Locate every line in the records below that contains the string "location", treating uppercase and lowercase letters as different, and copy each of those lines.

(Excerpt from a dataset)
============================================================

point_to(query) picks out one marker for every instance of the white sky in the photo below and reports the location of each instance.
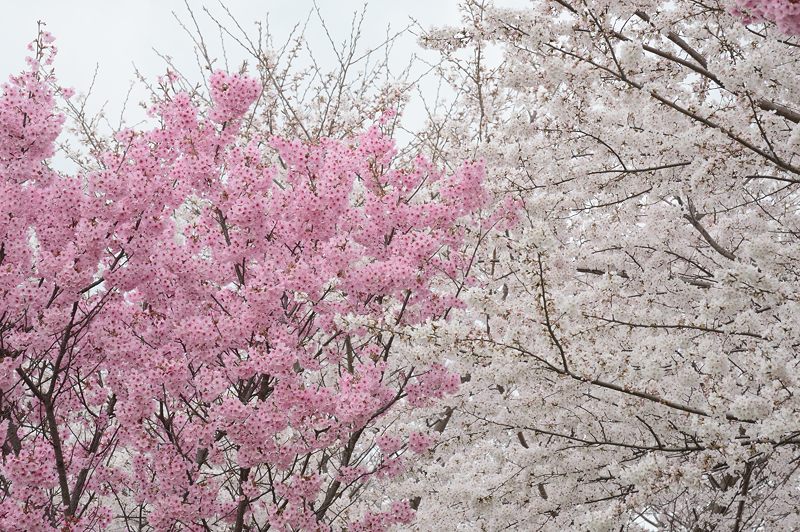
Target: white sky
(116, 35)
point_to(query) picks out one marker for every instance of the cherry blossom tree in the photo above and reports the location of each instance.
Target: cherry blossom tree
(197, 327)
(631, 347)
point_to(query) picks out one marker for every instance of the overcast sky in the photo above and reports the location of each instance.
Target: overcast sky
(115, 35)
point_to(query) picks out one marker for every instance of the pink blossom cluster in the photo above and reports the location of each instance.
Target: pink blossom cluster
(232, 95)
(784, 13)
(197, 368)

============================================================

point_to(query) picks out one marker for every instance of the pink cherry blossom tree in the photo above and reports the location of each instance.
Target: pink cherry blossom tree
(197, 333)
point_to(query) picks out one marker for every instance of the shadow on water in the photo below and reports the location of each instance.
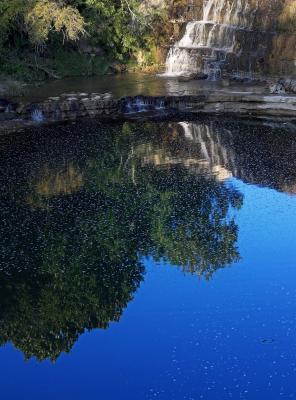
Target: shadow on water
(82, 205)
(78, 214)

============================================================

**RESULT OF THIS EXERCISE:**
point_to(query) picks out one marker for every instance of the white sky in the photo below and reports the location of each instance.
point_to(query) picks out one marker for every instance of the cherry blossom tree in the photo above and reports the location of each instance.
point_to(query) picks out one marker for every instance of the overcast sky in the photo above and reports the location of each instance.
point_to(query) picks out one marker for every instance of the pink blossom cluster in the photo above and reports the location of each instance.
point_to(query) picks out one marker for every instance of the pink cherry blossom tree in the photo above and reports the location of each instance.
point_to(query) picks out one marker for every instance of the shadow on water in the photo below and reports the location of each instance.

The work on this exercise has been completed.